### Your objective
Print the data that follows, exactly and completely.

(Natural language region descriptions)
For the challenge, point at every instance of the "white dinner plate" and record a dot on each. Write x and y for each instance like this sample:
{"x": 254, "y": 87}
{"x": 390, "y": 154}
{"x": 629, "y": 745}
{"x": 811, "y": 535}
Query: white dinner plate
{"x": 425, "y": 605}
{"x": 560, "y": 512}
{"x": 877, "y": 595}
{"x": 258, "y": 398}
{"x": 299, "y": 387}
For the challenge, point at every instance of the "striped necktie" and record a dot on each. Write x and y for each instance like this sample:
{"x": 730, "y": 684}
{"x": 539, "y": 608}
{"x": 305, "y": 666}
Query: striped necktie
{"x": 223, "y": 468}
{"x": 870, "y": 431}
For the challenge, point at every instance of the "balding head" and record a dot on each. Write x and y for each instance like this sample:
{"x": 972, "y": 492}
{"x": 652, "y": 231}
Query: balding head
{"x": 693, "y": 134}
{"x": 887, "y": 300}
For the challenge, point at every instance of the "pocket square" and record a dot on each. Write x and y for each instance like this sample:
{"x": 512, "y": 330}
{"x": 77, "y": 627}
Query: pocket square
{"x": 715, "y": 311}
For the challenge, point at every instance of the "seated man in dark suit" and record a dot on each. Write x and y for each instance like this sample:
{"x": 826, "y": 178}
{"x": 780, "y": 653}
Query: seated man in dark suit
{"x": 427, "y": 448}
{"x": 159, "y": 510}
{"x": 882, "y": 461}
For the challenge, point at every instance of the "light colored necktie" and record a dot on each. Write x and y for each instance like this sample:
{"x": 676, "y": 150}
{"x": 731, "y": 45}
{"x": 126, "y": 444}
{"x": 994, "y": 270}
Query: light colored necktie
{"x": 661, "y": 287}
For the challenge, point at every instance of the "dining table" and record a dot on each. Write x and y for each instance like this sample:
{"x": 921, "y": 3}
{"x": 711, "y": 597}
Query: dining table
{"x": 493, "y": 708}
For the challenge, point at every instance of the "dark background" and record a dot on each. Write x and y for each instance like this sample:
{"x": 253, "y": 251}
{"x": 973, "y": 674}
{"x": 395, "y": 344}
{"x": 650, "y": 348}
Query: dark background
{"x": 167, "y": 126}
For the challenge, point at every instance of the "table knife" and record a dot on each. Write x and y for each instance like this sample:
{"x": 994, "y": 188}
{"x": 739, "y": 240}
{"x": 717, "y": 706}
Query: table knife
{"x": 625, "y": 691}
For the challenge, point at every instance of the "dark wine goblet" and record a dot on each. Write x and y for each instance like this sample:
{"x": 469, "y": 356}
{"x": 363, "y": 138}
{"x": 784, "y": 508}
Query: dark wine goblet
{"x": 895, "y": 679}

### Answer box
For the challenge, point at every instance of the "white dinner plate" and record a dot on each. Write x and y for each instance like this sample:
{"x": 254, "y": 87}
{"x": 390, "y": 154}
{"x": 629, "y": 745}
{"x": 811, "y": 535}
Query: white dinner plate
{"x": 425, "y": 605}
{"x": 560, "y": 512}
{"x": 877, "y": 595}
{"x": 258, "y": 398}
{"x": 299, "y": 387}
For the challenge, point at every instance of the "striped necktie" and record a dot on each. Write x and y for each instance like this sample:
{"x": 730, "y": 684}
{"x": 539, "y": 608}
{"x": 305, "y": 666}
Query: striped necktie
{"x": 223, "y": 468}
{"x": 870, "y": 431}
For the challenge, point at every instance of the "balding head" and record a dot on each. Write x and y for each instance like this sample:
{"x": 972, "y": 492}
{"x": 652, "y": 231}
Query: balding head
{"x": 693, "y": 134}
{"x": 887, "y": 300}
For the challenge, point at every instance of the "pocket square" and record a dot on each. Write x and y for each instance like this sample:
{"x": 512, "y": 330}
{"x": 77, "y": 627}
Query: pocket square
{"x": 715, "y": 311}
For the challenge, point at every instance of the "seated man in dark suit" and record a dot on each. Write x and y for each instance like this sample:
{"x": 826, "y": 178}
{"x": 780, "y": 653}
Query: seated man in dark suit
{"x": 427, "y": 448}
{"x": 159, "y": 510}
{"x": 882, "y": 461}
For the challenge, point at every instance of the "light colored necktie" and record a dot on each. Write x and y for each instance like this sample:
{"x": 676, "y": 150}
{"x": 731, "y": 45}
{"x": 126, "y": 444}
{"x": 994, "y": 270}
Query: light colored necktie
{"x": 661, "y": 287}
For the challenge, point at every instance of the "dining table" and record a dot on each. Write x and y for each instance like this sample:
{"x": 921, "y": 3}
{"x": 711, "y": 597}
Query: dining table
{"x": 493, "y": 708}
For the challenge, point at every instance of the "dark background" and record a dot on each. Write x and y for each instance like this sample:
{"x": 253, "y": 251}
{"x": 973, "y": 674}
{"x": 395, "y": 344}
{"x": 650, "y": 348}
Query: dark background
{"x": 167, "y": 126}
For the challenge, point at every instance of the "table knife" and record a dot on each. Write x and y for each instance like this sample:
{"x": 994, "y": 188}
{"x": 739, "y": 240}
{"x": 717, "y": 706}
Query: table knife
{"x": 625, "y": 691}
For the challenge, point at every instance of the "dark wine goblet" and record a dot on each. Write x and y for each instance like this sample:
{"x": 469, "y": 356}
{"x": 363, "y": 138}
{"x": 784, "y": 508}
Query: dark wine goblet
{"x": 895, "y": 679}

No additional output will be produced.